SUPPLIED INFORMATION
····················

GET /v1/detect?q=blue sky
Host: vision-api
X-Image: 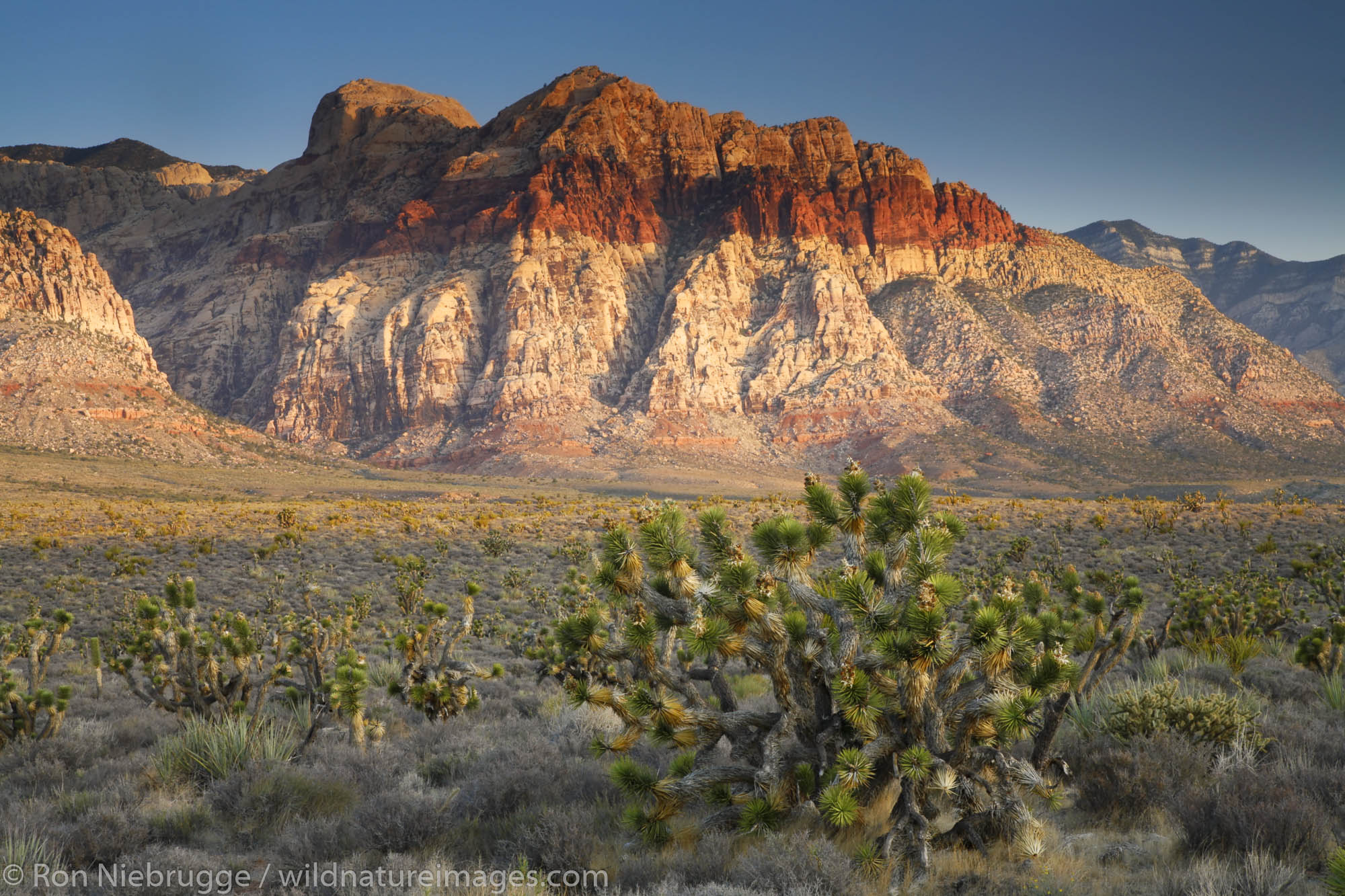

[0,0,1345,259]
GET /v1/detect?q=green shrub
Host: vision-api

[0,829,65,869]
[153,716,299,787]
[1326,846,1345,896]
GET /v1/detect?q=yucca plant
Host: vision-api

[0,827,65,870]
[153,716,300,787]
[0,603,74,749]
[389,581,503,721]
[1294,616,1345,676]
[1322,673,1345,713]
[1326,846,1345,896]
[558,464,1145,873]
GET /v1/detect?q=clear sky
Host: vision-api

[0,0,1345,259]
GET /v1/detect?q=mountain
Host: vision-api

[1065,220,1345,389]
[0,67,1345,483]
[0,211,273,462]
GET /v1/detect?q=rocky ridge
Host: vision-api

[0,69,1345,478]
[0,211,264,462]
[1067,220,1345,390]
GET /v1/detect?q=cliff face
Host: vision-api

[1067,220,1345,389]
[0,211,167,368]
[0,69,1345,477]
[0,211,270,462]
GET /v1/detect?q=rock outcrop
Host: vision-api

[0,211,264,462]
[0,69,1345,481]
[1065,220,1345,390]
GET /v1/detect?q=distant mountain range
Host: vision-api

[0,67,1345,485]
[1065,220,1345,387]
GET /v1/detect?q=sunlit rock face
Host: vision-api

[1068,220,1345,389]
[0,69,1345,477]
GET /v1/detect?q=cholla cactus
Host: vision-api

[1106,681,1267,751]
[0,606,74,749]
[560,464,1143,873]
[389,583,495,721]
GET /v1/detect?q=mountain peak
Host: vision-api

[304,78,477,156]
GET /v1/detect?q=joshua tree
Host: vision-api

[108,576,369,743]
[0,604,74,749]
[389,583,498,720]
[557,464,1142,879]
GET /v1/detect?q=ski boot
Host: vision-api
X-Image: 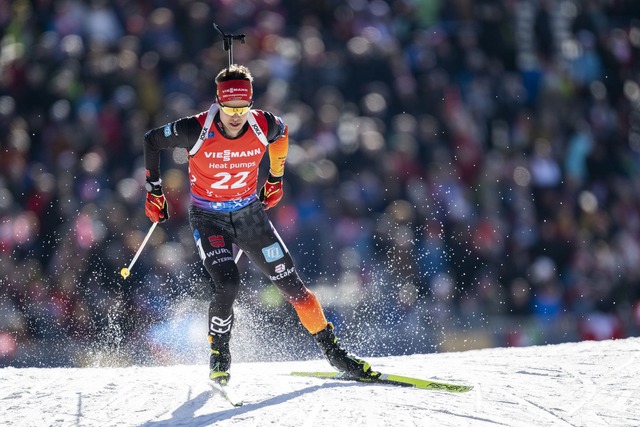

[209,333,231,385]
[313,323,375,378]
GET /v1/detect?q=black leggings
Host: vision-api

[189,200,307,334]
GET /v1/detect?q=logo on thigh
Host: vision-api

[262,242,284,262]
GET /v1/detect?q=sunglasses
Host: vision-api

[218,100,253,116]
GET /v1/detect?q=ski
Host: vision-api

[290,371,473,393]
[209,381,244,408]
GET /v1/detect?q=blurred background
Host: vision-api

[0,0,640,366]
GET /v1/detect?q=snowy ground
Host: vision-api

[0,338,640,427]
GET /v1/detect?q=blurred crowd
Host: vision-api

[0,0,640,365]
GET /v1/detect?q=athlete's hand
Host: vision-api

[260,174,283,209]
[144,185,169,222]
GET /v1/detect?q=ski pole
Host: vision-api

[120,222,158,279]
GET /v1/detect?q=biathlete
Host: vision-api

[144,64,372,384]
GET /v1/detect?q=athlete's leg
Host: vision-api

[189,207,240,383]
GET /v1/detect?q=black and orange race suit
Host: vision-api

[144,106,327,335]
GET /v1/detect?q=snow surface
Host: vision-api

[0,338,640,427]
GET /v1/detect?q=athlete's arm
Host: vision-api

[264,112,289,177]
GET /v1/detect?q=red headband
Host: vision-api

[217,80,253,104]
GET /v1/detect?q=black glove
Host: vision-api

[144,181,169,222]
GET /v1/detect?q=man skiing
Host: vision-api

[144,63,375,385]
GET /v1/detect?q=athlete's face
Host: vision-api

[218,101,252,138]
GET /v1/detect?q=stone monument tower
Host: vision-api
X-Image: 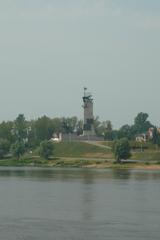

[83,87,95,138]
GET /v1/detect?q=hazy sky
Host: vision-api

[0,0,160,127]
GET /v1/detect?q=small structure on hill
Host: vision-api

[83,87,95,137]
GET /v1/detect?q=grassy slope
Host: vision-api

[54,142,112,158]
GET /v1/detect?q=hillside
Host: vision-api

[54,142,113,158]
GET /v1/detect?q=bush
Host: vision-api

[113,138,131,162]
[11,141,26,159]
[39,140,54,159]
[0,139,10,158]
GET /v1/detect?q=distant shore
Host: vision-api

[0,158,160,170]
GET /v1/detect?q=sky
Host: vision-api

[0,0,160,128]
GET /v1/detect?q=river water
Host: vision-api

[0,167,160,240]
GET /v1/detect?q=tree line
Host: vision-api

[0,112,160,158]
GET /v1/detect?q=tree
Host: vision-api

[11,141,26,159]
[118,124,132,139]
[102,120,113,141]
[134,112,153,134]
[34,116,54,144]
[152,127,160,147]
[12,114,28,142]
[0,121,15,143]
[0,139,10,159]
[113,138,131,162]
[39,140,54,159]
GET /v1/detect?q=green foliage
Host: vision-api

[152,127,160,147]
[0,121,14,143]
[134,112,153,134]
[11,141,26,159]
[54,142,111,157]
[0,139,10,159]
[12,114,28,141]
[39,140,54,159]
[113,138,131,162]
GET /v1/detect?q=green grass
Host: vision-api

[54,142,110,157]
[132,150,160,161]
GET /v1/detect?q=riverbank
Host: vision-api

[0,158,160,170]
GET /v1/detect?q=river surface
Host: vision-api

[0,167,160,240]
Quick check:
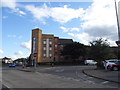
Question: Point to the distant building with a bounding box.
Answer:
[31,28,73,63]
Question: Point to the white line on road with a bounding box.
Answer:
[102,81,109,84]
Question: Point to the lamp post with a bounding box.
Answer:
[114,0,120,59]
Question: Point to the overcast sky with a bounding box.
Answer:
[0,0,120,59]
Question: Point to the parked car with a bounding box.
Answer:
[84,60,97,65]
[107,60,120,71]
[9,63,16,67]
[103,59,118,70]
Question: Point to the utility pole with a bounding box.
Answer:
[114,0,120,59]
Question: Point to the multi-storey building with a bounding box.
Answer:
[31,28,73,63]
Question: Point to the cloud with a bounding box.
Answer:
[60,27,80,32]
[67,33,95,45]
[14,51,23,55]
[2,16,8,19]
[67,0,118,46]
[0,49,3,55]
[25,4,84,24]
[8,35,16,38]
[82,0,117,40]
[0,0,26,16]
[0,0,16,9]
[21,40,31,51]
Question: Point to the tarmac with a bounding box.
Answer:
[19,67,120,84]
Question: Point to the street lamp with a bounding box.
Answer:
[114,0,120,59]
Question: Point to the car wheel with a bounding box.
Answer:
[112,67,118,71]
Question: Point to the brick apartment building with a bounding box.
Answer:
[31,28,73,63]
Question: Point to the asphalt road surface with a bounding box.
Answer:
[2,66,118,88]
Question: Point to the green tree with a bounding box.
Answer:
[62,42,86,60]
[89,38,114,68]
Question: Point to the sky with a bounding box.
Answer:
[0,0,120,60]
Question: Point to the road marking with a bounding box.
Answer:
[102,81,109,84]
[55,69,64,72]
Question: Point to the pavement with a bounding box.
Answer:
[16,67,120,84]
[83,69,120,84]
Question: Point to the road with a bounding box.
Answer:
[2,66,117,88]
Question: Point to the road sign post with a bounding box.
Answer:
[33,53,37,69]
[116,41,120,60]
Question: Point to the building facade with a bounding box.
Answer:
[31,28,73,63]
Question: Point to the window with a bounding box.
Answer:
[43,47,46,50]
[49,38,52,42]
[43,54,46,57]
[43,38,46,41]
[49,41,52,44]
[50,47,52,50]
[43,44,46,47]
[43,50,46,54]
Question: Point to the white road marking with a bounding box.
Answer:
[102,81,109,84]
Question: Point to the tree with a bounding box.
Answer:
[62,42,86,60]
[89,38,112,68]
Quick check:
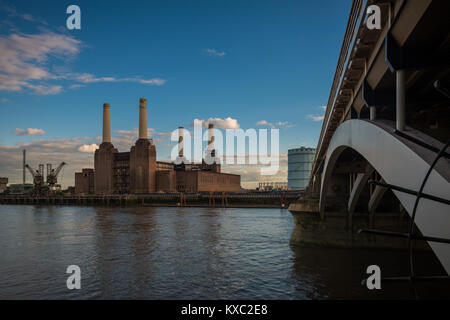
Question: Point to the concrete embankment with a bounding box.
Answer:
[289,197,429,250]
[0,193,298,208]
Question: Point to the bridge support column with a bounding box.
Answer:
[347,164,374,221]
[368,179,387,226]
[396,70,406,131]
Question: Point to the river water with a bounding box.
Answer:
[0,205,449,299]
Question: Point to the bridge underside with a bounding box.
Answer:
[290,0,450,275]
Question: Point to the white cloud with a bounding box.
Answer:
[306,114,325,121]
[256,120,292,129]
[204,49,227,57]
[191,117,241,129]
[256,120,275,129]
[72,73,166,86]
[0,22,167,95]
[0,32,81,94]
[306,106,327,122]
[78,143,98,153]
[0,5,48,25]
[13,128,45,136]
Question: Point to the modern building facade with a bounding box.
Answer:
[288,147,315,190]
[0,178,8,193]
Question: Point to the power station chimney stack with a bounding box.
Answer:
[208,123,214,151]
[139,98,148,139]
[102,103,111,143]
[22,149,27,188]
[178,127,184,158]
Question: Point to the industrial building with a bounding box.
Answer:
[75,98,241,194]
[288,147,315,190]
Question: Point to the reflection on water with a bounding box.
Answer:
[0,206,448,299]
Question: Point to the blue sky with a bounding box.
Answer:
[0,0,351,183]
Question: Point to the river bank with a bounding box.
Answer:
[0,193,299,208]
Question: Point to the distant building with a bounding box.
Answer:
[288,147,315,190]
[75,98,241,194]
[8,183,34,194]
[75,168,94,194]
[258,182,290,191]
[0,178,8,193]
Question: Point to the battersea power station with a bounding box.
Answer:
[75,98,241,195]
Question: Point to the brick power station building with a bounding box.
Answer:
[75,98,241,194]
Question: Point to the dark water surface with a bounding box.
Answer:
[0,205,448,299]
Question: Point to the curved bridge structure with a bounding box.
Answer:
[319,120,450,274]
[289,0,450,280]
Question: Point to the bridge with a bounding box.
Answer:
[289,0,450,279]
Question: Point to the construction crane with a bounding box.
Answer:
[25,164,48,195]
[47,162,66,190]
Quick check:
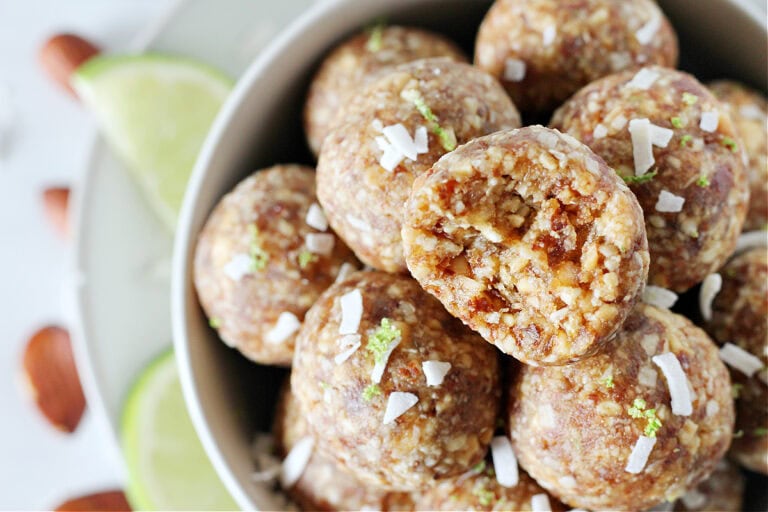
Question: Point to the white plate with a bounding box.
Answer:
[70,0,311,436]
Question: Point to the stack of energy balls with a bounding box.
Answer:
[194,0,768,511]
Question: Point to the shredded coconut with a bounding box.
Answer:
[383,391,419,425]
[655,190,685,213]
[624,436,656,475]
[651,352,693,416]
[720,343,763,378]
[699,274,723,322]
[491,436,519,487]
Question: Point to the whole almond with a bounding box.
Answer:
[43,187,69,239]
[38,34,100,97]
[54,491,131,512]
[23,326,85,432]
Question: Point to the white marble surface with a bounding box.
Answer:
[0,0,172,510]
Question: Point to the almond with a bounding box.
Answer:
[43,187,69,239]
[23,326,85,432]
[38,34,99,97]
[54,491,131,512]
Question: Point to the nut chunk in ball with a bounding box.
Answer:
[194,165,356,365]
[551,66,749,292]
[508,304,734,510]
[317,59,520,272]
[475,0,677,112]
[291,272,500,491]
[304,25,467,155]
[403,126,648,365]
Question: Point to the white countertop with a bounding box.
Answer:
[0,0,173,510]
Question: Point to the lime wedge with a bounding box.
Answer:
[121,351,238,510]
[72,54,233,229]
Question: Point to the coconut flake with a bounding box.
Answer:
[305,233,336,256]
[643,284,677,309]
[413,126,429,154]
[222,253,251,281]
[655,190,685,213]
[635,15,661,44]
[306,203,328,231]
[504,59,525,82]
[266,311,301,345]
[629,118,655,176]
[491,436,519,487]
[651,352,693,416]
[651,123,675,148]
[421,361,451,386]
[531,492,552,512]
[720,343,763,378]
[592,124,608,139]
[734,229,768,254]
[626,68,659,91]
[280,436,315,489]
[383,391,419,425]
[339,289,363,334]
[541,25,557,46]
[699,274,723,322]
[699,110,720,132]
[624,436,656,475]
[371,337,400,384]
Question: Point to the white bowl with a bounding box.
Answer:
[172,0,768,509]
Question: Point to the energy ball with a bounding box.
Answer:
[508,304,734,510]
[709,80,768,231]
[403,126,648,365]
[291,272,500,491]
[317,59,520,272]
[304,26,467,155]
[193,165,356,366]
[274,386,413,511]
[415,461,568,512]
[674,459,744,512]
[475,0,678,113]
[705,247,768,475]
[551,66,749,292]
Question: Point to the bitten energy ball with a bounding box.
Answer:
[194,165,356,365]
[508,304,734,510]
[304,26,467,155]
[674,459,744,512]
[317,59,520,272]
[475,0,677,112]
[291,272,500,491]
[706,247,768,475]
[552,67,749,292]
[274,386,413,511]
[415,461,568,512]
[403,126,648,365]
[709,80,768,231]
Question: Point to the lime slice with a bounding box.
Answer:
[121,351,238,510]
[72,54,233,229]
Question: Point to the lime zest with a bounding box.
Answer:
[402,89,457,151]
[365,317,402,363]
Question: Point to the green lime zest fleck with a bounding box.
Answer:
[722,137,739,153]
[683,92,699,106]
[298,249,318,269]
[365,318,402,363]
[402,89,457,151]
[248,224,269,272]
[621,169,658,185]
[365,21,385,53]
[363,384,381,402]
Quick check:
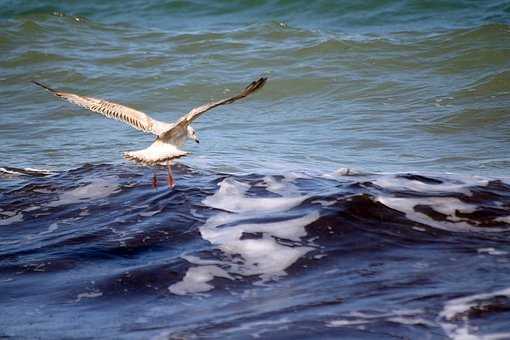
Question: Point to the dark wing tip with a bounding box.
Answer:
[244,77,267,93]
[31,80,57,93]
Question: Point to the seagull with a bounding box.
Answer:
[32,77,267,188]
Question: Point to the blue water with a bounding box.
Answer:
[0,1,510,339]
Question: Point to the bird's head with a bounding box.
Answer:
[187,125,200,143]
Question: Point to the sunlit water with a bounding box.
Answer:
[0,1,510,339]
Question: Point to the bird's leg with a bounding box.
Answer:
[152,172,158,189]
[166,161,175,189]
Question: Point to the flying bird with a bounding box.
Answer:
[32,77,267,188]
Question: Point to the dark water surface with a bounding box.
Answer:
[0,0,510,339]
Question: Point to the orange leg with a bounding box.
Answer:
[152,173,158,189]
[166,161,175,189]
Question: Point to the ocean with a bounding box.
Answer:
[0,0,510,339]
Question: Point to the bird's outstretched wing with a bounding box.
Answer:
[160,77,267,139]
[32,80,157,135]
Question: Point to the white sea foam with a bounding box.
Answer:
[168,266,233,295]
[47,177,119,207]
[376,196,505,232]
[478,248,508,256]
[169,178,319,295]
[0,212,23,225]
[439,288,510,340]
[372,174,488,196]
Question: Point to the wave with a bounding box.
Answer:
[0,164,510,336]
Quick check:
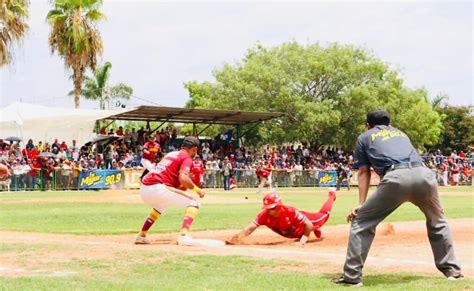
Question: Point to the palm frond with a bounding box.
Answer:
[110,83,133,99]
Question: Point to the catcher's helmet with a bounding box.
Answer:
[262,192,281,209]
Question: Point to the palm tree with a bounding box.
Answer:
[0,0,29,67]
[73,62,133,110]
[46,0,105,108]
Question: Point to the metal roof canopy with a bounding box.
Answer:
[104,106,283,125]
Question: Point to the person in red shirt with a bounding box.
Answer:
[140,135,161,178]
[230,190,336,245]
[115,126,123,136]
[191,155,204,187]
[135,136,205,245]
[59,141,68,151]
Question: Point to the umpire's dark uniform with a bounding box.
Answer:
[341,110,462,284]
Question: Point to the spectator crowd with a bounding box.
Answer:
[0,127,474,190]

····················

Scale every bounding-box coordinate in the answers by 2.4, rounding to the nearest whole number with halves rounded up, and reproduce each line from the line with "Question: Point to the lime wedge" to the line with "[371,337,400,384]", both included. Leave all other text on those lines unchanged.

REPLY
Question: Point to the lime wedge with a bounding box.
Answer:
[290,842,571,1224]
[173,130,559,550]
Question: Point to the coconut flake with a bounding box.
Answer:
[732,559,806,614]
[1543,682,1625,742]
[991,302,1030,370]
[533,607,602,674]
[1572,456,1644,511]
[1524,36,1586,106]
[734,487,787,554]
[1210,142,1260,197]
[638,746,722,828]
[1510,283,1572,422]
[1178,1046,1246,1169]
[1562,845,1663,998]
[1562,295,1620,355]
[1010,866,1082,926]
[1274,1181,1325,1229]
[1728,823,1831,907]
[1421,298,1459,334]
[1762,550,1843,610]
[1502,163,1582,218]
[672,1046,756,1174]
[919,938,1006,1020]
[814,694,871,802]
[1298,60,1337,110]
[1678,658,1735,773]
[1678,264,1728,317]
[1498,1046,1574,1140]
[890,809,960,922]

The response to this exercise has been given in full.